[Referring expression pointing data]
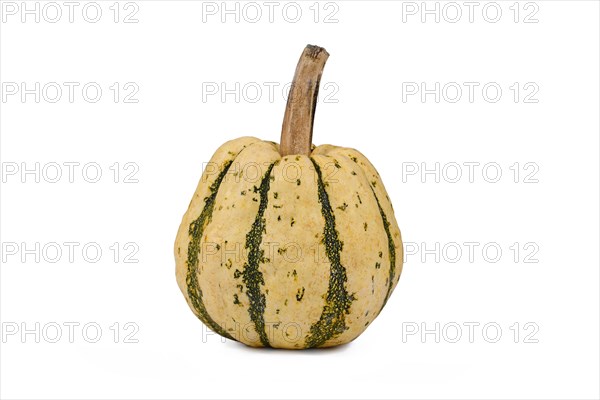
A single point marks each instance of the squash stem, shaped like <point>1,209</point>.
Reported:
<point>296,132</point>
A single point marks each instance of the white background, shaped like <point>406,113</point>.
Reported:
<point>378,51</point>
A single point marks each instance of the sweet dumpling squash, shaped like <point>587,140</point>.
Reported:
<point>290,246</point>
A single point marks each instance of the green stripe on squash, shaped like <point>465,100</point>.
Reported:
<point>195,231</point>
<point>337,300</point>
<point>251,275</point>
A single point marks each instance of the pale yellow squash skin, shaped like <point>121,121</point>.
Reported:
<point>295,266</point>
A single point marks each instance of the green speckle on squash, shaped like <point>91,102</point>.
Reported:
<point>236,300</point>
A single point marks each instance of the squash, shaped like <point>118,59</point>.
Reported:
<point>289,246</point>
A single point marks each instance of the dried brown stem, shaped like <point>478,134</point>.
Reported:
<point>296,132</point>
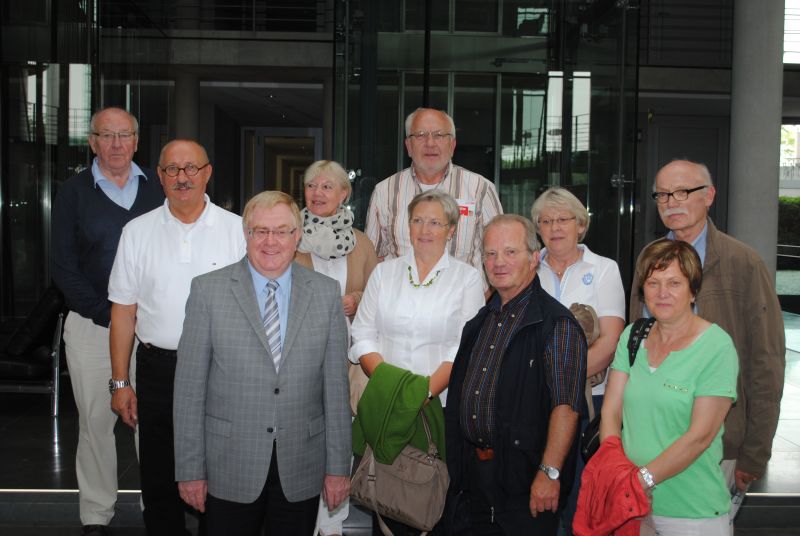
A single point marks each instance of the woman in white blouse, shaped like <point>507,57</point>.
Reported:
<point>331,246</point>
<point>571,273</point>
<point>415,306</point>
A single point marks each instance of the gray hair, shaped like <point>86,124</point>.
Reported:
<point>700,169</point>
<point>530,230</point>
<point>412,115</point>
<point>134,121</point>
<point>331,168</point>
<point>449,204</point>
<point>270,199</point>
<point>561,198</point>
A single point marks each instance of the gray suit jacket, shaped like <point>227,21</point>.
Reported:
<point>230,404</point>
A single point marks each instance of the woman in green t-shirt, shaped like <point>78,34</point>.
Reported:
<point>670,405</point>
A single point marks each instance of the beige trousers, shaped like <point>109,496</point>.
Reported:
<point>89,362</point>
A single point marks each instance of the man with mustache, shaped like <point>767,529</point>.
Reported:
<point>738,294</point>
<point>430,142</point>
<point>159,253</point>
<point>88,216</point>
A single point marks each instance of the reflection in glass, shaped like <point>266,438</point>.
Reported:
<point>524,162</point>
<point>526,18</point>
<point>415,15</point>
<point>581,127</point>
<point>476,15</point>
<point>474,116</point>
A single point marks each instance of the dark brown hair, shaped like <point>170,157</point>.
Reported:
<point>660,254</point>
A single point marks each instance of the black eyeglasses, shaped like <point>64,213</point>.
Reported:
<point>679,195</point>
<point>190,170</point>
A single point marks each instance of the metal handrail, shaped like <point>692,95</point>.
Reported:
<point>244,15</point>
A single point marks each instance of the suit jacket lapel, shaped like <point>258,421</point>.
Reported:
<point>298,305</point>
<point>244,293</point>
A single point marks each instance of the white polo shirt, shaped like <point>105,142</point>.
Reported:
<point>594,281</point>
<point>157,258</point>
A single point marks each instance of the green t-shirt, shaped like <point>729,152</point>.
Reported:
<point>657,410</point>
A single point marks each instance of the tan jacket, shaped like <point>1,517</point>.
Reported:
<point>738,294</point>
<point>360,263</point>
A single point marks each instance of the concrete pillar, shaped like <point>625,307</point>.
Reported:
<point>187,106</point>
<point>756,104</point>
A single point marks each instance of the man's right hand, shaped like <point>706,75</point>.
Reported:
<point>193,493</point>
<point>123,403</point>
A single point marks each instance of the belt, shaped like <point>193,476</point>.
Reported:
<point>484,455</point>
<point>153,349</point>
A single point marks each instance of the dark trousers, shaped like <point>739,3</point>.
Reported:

# [What you will do]
The images are to be left out while the entries are written out exactly.

# [Finished task]
A single point marks each instance of the squash stem, shaped like <point>1,209</point>.
Reported:
<point>296,132</point>
A single point marks each instance of the white background, shaped like <point>406,113</point>.
Reported:
<point>378,51</point>
A single point marks each instance of the sweet dumpling squash, shaped like <point>587,140</point>.
Reported:
<point>290,246</point>
A single point marks each instance of the green stripe on squash, shaped like <point>465,100</point>.
Reported:
<point>195,231</point>
<point>337,300</point>
<point>251,275</point>
A single point marks each instance of the pale yellow squash skin, shaped like <point>121,121</point>.
Reported:
<point>295,266</point>
A single point marks each instance of the green speckle on squash, shaped like <point>91,102</point>.
Reported:
<point>236,300</point>
A single point marks each instance of the squash, shaped like <point>118,59</point>.
Reported:
<point>289,246</point>
A single point marks each instance of the dried brown stem, shaped like <point>478,134</point>.
Reported:
<point>296,132</point>
A single point marks each instance of the woman in white blouse, shaped like <point>507,57</point>.
Reported:
<point>331,246</point>
<point>571,273</point>
<point>415,306</point>
A single point marks each instance of the gray hair, shaped like <point>86,124</point>.
Reported:
<point>700,169</point>
<point>530,230</point>
<point>412,115</point>
<point>134,121</point>
<point>331,168</point>
<point>449,204</point>
<point>270,199</point>
<point>561,198</point>
A single point marks each instance of the gray suit jacket, shaped like <point>227,21</point>.
Reported:
<point>230,404</point>
A single point marks each instance of the woman in green t-shirt, shaped like <point>78,34</point>.
Reported:
<point>670,405</point>
A single point marks each instance of the beige trousers, shaped like <point>109,496</point>.
Reported:
<point>89,362</point>
A single point marks each instance of the man with mustache, shaped like <point>767,529</point>.
Reported:
<point>738,294</point>
<point>430,142</point>
<point>159,253</point>
<point>88,216</point>
A single point marks each instance of the reflection in glass, shaped like <point>266,438</point>.
Reported:
<point>524,162</point>
<point>526,18</point>
<point>415,15</point>
<point>581,127</point>
<point>476,15</point>
<point>474,116</point>
A single point marks each instance of the dark brown hair, shaped like <point>170,157</point>.
Reported:
<point>660,254</point>
A single point marks each instance of the black eyeglasses, shaped like <point>64,213</point>.
Reported:
<point>679,195</point>
<point>190,170</point>
A single point marks each instance of the metal handrail, shaped like <point>692,95</point>.
Reported:
<point>244,15</point>
A single point marks each instance of the suit jacket lapel, shaped like <point>258,421</point>.
Reported:
<point>298,305</point>
<point>244,293</point>
A single point marks each instance of the white polo shirt, shaped like <point>105,142</point>.
Reported:
<point>594,281</point>
<point>157,258</point>
A single point marks each instance of the green t-shirt, shaped like <point>729,152</point>.
Reported:
<point>657,410</point>
A single point marks each instance of the tan jacket, shaped like <point>1,517</point>.
Reported:
<point>738,294</point>
<point>360,263</point>
A single point marks each instance of the concrete pillar, shaped like <point>625,307</point>.
Reported:
<point>187,106</point>
<point>756,104</point>
A single point marks each instance of the man's right hand, shaped like <point>706,75</point>.
Reported:
<point>193,493</point>
<point>123,403</point>
A single point marks each instance of the belt, shaped like <point>193,476</point>.
Reported:
<point>484,455</point>
<point>153,349</point>
A single point marks each instance of the dark trousers, shaped like <point>739,3</point>.
Reported:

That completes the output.